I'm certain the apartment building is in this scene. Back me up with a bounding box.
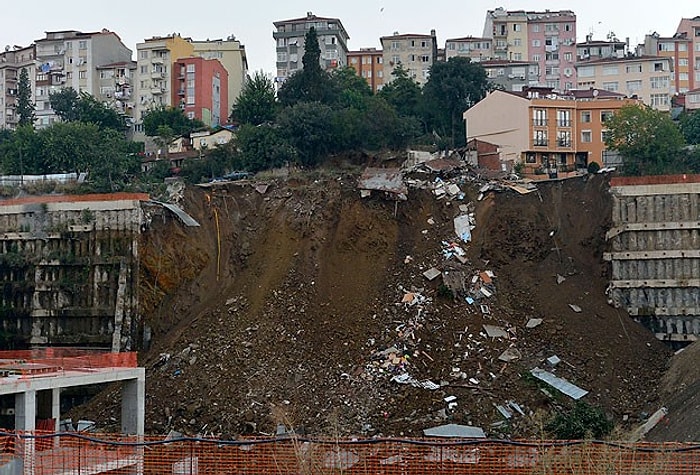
[272,12,350,85]
[463,87,636,174]
[134,33,194,132]
[640,32,700,93]
[483,8,576,90]
[0,45,36,129]
[380,30,438,86]
[445,36,493,61]
[479,59,540,91]
[35,29,132,127]
[576,56,674,111]
[96,61,136,123]
[192,35,248,105]
[173,57,229,127]
[348,48,384,93]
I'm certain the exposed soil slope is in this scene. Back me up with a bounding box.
[79,170,670,437]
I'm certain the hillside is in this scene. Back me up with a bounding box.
[81,167,670,437]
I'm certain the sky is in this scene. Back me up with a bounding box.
[0,0,700,75]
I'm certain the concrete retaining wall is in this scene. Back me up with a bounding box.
[605,175,700,342]
[0,195,147,351]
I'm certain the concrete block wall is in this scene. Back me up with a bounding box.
[0,195,143,351]
[605,175,700,343]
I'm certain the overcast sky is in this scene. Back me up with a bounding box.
[0,0,700,73]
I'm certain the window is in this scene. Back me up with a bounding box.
[557,130,571,147]
[557,109,571,127]
[627,79,642,92]
[533,130,547,147]
[649,76,669,89]
[603,65,619,76]
[532,109,547,127]
[651,94,668,107]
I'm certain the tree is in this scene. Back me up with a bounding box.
[17,68,36,127]
[143,106,205,137]
[378,64,421,117]
[278,27,335,106]
[49,87,126,130]
[231,71,277,125]
[605,104,685,175]
[277,102,334,166]
[423,57,489,147]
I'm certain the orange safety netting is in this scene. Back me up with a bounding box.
[0,433,700,475]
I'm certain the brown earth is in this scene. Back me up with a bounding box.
[76,170,671,437]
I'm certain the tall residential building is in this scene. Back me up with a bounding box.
[35,29,131,127]
[483,8,576,91]
[348,48,384,92]
[134,33,194,133]
[380,30,438,86]
[173,57,229,127]
[0,45,36,129]
[272,12,350,84]
[640,32,700,93]
[445,36,493,61]
[576,56,674,111]
[463,87,637,174]
[676,16,700,90]
[192,35,248,109]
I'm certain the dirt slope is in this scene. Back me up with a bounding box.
[79,172,669,437]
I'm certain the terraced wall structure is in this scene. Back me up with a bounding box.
[605,175,700,343]
[0,193,148,351]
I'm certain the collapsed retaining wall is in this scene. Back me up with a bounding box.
[605,175,700,342]
[0,193,148,351]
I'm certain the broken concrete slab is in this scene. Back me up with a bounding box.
[530,368,588,400]
[484,325,508,338]
[423,424,486,439]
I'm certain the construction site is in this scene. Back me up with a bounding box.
[0,159,700,474]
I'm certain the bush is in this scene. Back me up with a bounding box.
[545,401,613,440]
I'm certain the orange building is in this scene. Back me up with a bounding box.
[464,87,638,178]
[348,48,384,93]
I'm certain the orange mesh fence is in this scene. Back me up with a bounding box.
[0,433,700,475]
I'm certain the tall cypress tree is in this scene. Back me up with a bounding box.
[17,68,36,127]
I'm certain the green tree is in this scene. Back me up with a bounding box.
[277,27,335,106]
[277,102,334,166]
[234,124,297,172]
[17,68,36,127]
[423,57,489,147]
[49,87,126,130]
[143,106,205,137]
[377,64,421,117]
[605,104,685,175]
[231,71,277,125]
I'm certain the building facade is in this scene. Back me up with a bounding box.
[134,33,194,133]
[272,12,350,85]
[479,59,540,91]
[173,57,229,127]
[464,87,637,178]
[192,35,248,107]
[445,36,493,61]
[483,8,576,91]
[34,29,132,127]
[348,48,384,93]
[381,30,438,86]
[0,45,36,129]
[576,56,674,111]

****

▸ **Problem details**: Rewrite all of the records above with "Back me up" replaced by "Support my claim" and everything else unchanged. Leave the pictures out of your version.

▸ **Exercise response**:
I'm certain the apartment building is in this scene. Support my claim with a bounding box.
[272,12,350,85]
[463,87,636,174]
[134,33,194,132]
[640,32,700,93]
[483,8,576,90]
[0,45,36,129]
[380,30,438,86]
[445,36,493,61]
[479,59,540,91]
[35,29,132,127]
[576,56,674,111]
[96,61,136,123]
[192,35,248,105]
[173,57,229,127]
[348,48,384,93]
I'm certain the exposed soil slope is in this scene. Support my claim with a bounding box.
[79,170,670,437]
I'm certain the hillside is in this scene. Support my claim with a bounding box.
[81,167,670,437]
I'm certain the sky is in this scene. Support my claim with a bounding box.
[0,0,700,75]
I'm certain the concrete retaining wall is in this scene. Support my claim with a bounding box.
[605,175,700,342]
[0,195,147,351]
I'm certain the concrete block wall is in this scene. Support my claim with a bounding box.
[0,195,143,351]
[605,175,700,343]
I'm certain the overcast sky is in this scene. Support my claim with a bounding box.
[0,0,700,73]
I'm certain the window is in this scene. Support my claim with a bounding box.
[557,130,571,147]
[557,109,571,127]
[627,79,642,92]
[533,130,547,147]
[649,76,669,89]
[603,65,619,76]
[532,109,547,127]
[651,94,668,107]
I'm certain the tree is in this scene. Support my claim with a bounding box.
[17,68,36,127]
[143,106,205,137]
[378,64,421,117]
[278,27,335,106]
[49,87,126,130]
[231,71,277,125]
[605,104,685,175]
[277,102,334,166]
[423,57,489,147]
I'm certain the orange safety netting is in this scene. Support my claim with a bounding box.
[0,433,700,475]
I'm certain the brown earth is in this scene. Support my claim with a bounding box.
[76,170,671,437]
I'm certain the tall residential building is in this scene. Support my claim with a bounding box.
[35,29,131,127]
[483,8,576,91]
[348,48,384,92]
[134,33,194,133]
[380,30,438,86]
[173,57,229,127]
[0,45,36,129]
[272,12,350,84]
[640,32,700,93]
[445,36,493,61]
[576,56,674,111]
[463,87,637,174]
[676,16,700,90]
[192,35,248,109]
I'm certain the dirt slope is in this scene. Support my claim with a bounding box.
[79,172,669,437]
I'm certain the terraced wall structure is in this scene. Support my claim with a bounding box.
[605,175,700,343]
[0,193,148,351]
I'm certain the collapsed retaining wall is in this scene. Support my claim with a bounding box.
[605,175,700,342]
[0,193,148,351]
I'm certain the broken concrete slab is in this scene. Support my claim with a bounding box.
[530,368,588,400]
[484,325,508,338]
[423,424,486,439]
I'm certain the construction site is in this scene. Support my claim with a bounding box.
[0,159,700,474]
I'm certain the bush is in this scene. Support my claim with a bounding box.
[545,401,613,440]
I'm certain the orange building is in this scene. Support my claim with a bounding box.
[464,87,638,178]
[348,48,384,93]
I'm certain the orange mesh fence is in this scene. Support my claim with a bounding box.
[0,433,700,475]
I'm certain the tall cypress tree is in this scene. Support my claim with a bounding box.
[17,68,36,127]
I'm certain the green tree is in this scene. Support my claim with a bounding box.
[277,27,335,106]
[277,102,334,166]
[234,124,297,172]
[17,68,36,127]
[423,57,489,147]
[49,87,126,130]
[143,106,205,137]
[377,64,421,117]
[605,104,685,175]
[231,71,277,125]
I'm certain the building facade is in this scene. Support my claim with a bounding box.
[134,33,194,133]
[272,12,350,85]
[479,59,540,91]
[173,57,229,127]
[464,87,637,178]
[192,35,248,107]
[445,36,493,61]
[483,8,576,91]
[34,29,132,127]
[348,48,384,93]
[381,30,438,86]
[0,45,36,129]
[576,56,674,111]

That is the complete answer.